Set of tasks ▸
1: Can you sift the listing and copy out every line that contains the word "face"? Match case.
2: Could you carry on the article about commercial paper and the 2007 financial crisis, picking up right after its final sentence?

How Panic Causes Recessions

Ten years ago this summer, the first signs of financial distress surfaced that culminated in the global financial crisis including the deepest economic recession since the Great Depression and the near collapse of the financial system.

Those signs went unnoticed by most investors. At the time, I was managing money professionally for institutions, and while I noticed the changes, I didn’t realize their severity.

Commercial Paper

On August 15, 2007, I wrote on our firm’s internal blog that “It is interesting to see the jump in spreads [i.e. incremental yield] for commercial paper and other short-term vehicles relative to Treasuries. The commercial paper yields minus [U.S. Treasury bill] yields are as high as they have been since 2000; meaning we are seeing some dislocation in the short-term credit market.”

How could a jump in yields for an obscure debt instrument lead to a financial crisis?

Commercial paper is short-term debt issued by companies with maturities usually less than nine months. Issuers of commercial paper find it to be an attractive way to fund their ongoing operations because yields are low due to the short maturity.

These issuers don’t have to register the securities with the Securities and Exchange Commission as long as the maturities are less than nine months. This significantly reduces the regulatory burden.

Institutional purchasers of commercial paper find it an attractive cash equivalent because its short maturity means its value is stable and doesn’t fluctuate like longer-term bonds.

Commercial paper is a convenient place for investors to park cash and get a little higher yield than U.S. Treasury bills (“T-bills”). That incremental yield is called a spread. Between 1997 and 2007, the average spread for 3-month commercial paper relative to 3-month T-bills was 0.25%.

While institutional investors can purchase commercial paper directly, individual investors primarily get exposure to commercial paper through investments in money market mutual funds.

Commercial paper and money market funds are cash substitutes. They are liquid, have low risk of default and generally are stable in value in that prices don’t fluctuate significantly from day-to-day.

Shadow Banks

The commercial paper market is part of what is known as the shadow banking system. According to Morgan Ricks, a Vanderbilt University Law professor and former senior policy advisor at the U.S. Treasury Department, a shadow bank is an entity that is not a chartered deposit bank and uses large quantities of short-term debt to fund a portfolio of financial assets.

In other words, shadow banks are financial entities that continually issue short-term debt instruments such as commercial paper, repurchase agreements, and auction rate securities and then use the proceeds from that debt issuance to fund longer-term assets.

This use of leverage can be extremely profitable given the assets held by the shadow banks are higher yielding than the interest rate paid on the short-term debt.

At the beginning of 2007, there was $1.97 trillion of commercial paper outstanding in the U.S. with the financial sector accounting for 92% of the issuance.

Asset-backed Commercial Paper

Just over half of the commercial paper was a specific type called asset-backed commercial paper, which is short-term debt issued by special-purpose conduits, including structured investment vehicles, that is then invested in longer-term bonds.

These structured investment vehicles took the proceeds from the commercial paper issuance and invested in sub-prime mortgage backed securities and other debt obligations.

Ricks writes in his book, “The Money Problem: Rethinking Financial Regulation,” that “the U.S. shadow banking system has existed outside the explicit banking safety net and for the most part with minimal regulatory constraints. Naturally, this freedom has been conducive to high returns, but the system has also proved fragile. The crisis that began in 2007 eventually tore through the entire shadow banking sector.”

Records to process ▸
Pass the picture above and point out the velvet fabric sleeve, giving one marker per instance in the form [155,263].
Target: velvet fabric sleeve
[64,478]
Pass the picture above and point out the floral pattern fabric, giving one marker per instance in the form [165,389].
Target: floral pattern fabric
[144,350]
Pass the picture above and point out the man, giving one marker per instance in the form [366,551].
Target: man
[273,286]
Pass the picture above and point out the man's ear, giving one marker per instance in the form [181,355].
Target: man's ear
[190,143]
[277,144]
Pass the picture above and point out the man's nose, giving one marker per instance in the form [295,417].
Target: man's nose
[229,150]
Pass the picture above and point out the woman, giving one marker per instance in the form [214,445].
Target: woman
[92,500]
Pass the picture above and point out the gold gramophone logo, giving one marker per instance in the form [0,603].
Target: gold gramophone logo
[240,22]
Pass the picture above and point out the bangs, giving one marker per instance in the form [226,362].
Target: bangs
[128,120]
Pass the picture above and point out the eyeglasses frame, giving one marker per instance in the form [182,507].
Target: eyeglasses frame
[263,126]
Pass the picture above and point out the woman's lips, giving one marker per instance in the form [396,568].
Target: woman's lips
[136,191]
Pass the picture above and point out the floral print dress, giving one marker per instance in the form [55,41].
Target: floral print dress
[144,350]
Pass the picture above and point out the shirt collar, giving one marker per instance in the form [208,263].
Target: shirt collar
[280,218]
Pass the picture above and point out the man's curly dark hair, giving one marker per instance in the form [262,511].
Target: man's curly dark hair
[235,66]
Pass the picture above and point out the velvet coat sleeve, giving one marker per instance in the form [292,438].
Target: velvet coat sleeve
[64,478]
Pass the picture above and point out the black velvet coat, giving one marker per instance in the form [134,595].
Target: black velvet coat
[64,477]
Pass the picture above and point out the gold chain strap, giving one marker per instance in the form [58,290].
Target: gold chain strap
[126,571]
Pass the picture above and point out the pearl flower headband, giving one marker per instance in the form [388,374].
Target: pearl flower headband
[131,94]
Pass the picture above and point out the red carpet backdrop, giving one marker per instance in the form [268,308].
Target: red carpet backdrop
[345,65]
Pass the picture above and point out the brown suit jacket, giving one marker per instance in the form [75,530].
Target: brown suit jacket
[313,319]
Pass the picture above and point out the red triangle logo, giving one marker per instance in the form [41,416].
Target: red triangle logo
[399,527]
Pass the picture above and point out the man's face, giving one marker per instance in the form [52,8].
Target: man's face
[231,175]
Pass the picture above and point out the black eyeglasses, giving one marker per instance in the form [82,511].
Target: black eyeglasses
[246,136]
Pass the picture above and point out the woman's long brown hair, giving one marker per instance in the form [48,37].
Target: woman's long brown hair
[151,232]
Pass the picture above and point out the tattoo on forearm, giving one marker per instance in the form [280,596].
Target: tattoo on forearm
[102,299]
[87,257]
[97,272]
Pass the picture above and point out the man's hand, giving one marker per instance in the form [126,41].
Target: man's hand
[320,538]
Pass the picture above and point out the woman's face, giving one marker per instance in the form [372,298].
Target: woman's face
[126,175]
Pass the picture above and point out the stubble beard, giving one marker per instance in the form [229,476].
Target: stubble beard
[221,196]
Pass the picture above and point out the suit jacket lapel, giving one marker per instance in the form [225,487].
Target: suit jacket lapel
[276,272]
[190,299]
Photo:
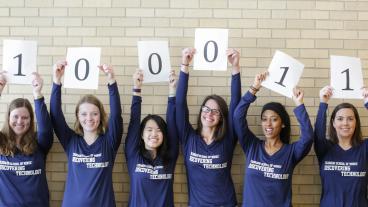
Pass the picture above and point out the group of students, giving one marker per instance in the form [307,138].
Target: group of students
[152,146]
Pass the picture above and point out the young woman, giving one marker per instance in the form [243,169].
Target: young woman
[151,151]
[23,151]
[208,150]
[343,158]
[92,146]
[270,162]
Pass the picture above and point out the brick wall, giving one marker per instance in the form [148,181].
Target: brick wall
[309,30]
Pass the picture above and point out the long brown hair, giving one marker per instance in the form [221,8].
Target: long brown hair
[357,136]
[28,143]
[91,99]
[221,128]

Results of the exercise ▸
1:
Pass the picture above and point out the man's face, giving one marker per instance in the form [52,8].
Target: man's face
Pass the picture above and point out the woman's face, giving one marker per instance in the form [372,298].
Target: woman's face

2:
Panic

On August 1 2007, U.S. 30-day Treasury bills were yielding 5.06%. The day before, two Bear Stearns hedge funds that invested in subprime mortgages filed for bankruptcy. A week later, PNB Paribas suspended withdrawal from three investment funds because it could no longer determine the value of mortgages and other investments held by the fund.

Those events caused some investors who had invested in asset-backed commercial paper to begin to doubt the value of the financial collateral, such as mortgage-backed securities, that backed the commercial paper.

Holders of short-term debt such as commercial paper must decide on an ongoing basis whether to redeem the instrument for cash or roll it over and continue investing.

Investors know the issuer doesn’t have sufficient cash to meet redemptions if everyone redeems at once, but as Ricks writes “as long as each account holder thinks it is extremely unlikely that others will redeem en masse, no account holder has reason to redeem.”

By mid August, more and more investors elected to redeem their short-term debt holdings including commercial paper and move the money into U.S. Treasury bills.

On August 14, 2007, T-bill yields had declined modestly to 4.6%, but two days later as the panic began to build yields plummeted to 3.03% and by August 20 T-bill yields fell to 2.35%, before climbing to over 4% a few days later.

Meanwhile, even though the yield on the T-bill was dropping, commercial paper yields barely budged so spreads widened to 0.8%. Later that year, as commercial paper rates rose and T-bill yields fell, the spread between the two would surpass 2.0% and in September 2008, following the bankruptcy of Lehman Brothers, the average spread for 3-month commercial paper relative to 3-month T-bills was over 5%.

On September 16, 2008, the Reserve Primary Fund, a money market fund with $65 billion in assets announced it had incurred significant losses due to its holdings of Lehman Brothers commercial paper.

As a result, it lowered its price per share from $1.00 to 97 cents. A 3% decline might not seem like much, but keep in mind investors see commercial paper and money market funds as cash equivalents because their values are stable.

Suddenly, the stability of money market funds and other short-term debt instruments was in doubt. Investors redeemed en masse. It was a modern day bank run.

Within days, $172 billion was redeemed from the $3.45 trillion money market sector. Those money market funds and other holders of short-term debt were likewise redeeming their holdings.

Fire Sale and Recession

In order to raise cash, shadow bank issuers of short-term debt dumped any and all assets they could sell in a fire sale.

This caused yields for all bond instruments to rise to unprecedented levels as their prices fell.

The rise in yields meant borrowing costs for corporations and individuals soared while lenders willingness to extend credit fell sharply given the uncertainty.

The ability of companies to finance their output of goods and services was severely restricted as was the ability and willingness of households and businesses to buy that output.

This decline in output as measured by Gross Domestic Product (“GDP”) is the textbook definition of a recession.

The financial crisis and severe recession was not caused by falling home prices. It was caused by a financial panic in the short-term debt markets with shadow banks being the dominant issuer.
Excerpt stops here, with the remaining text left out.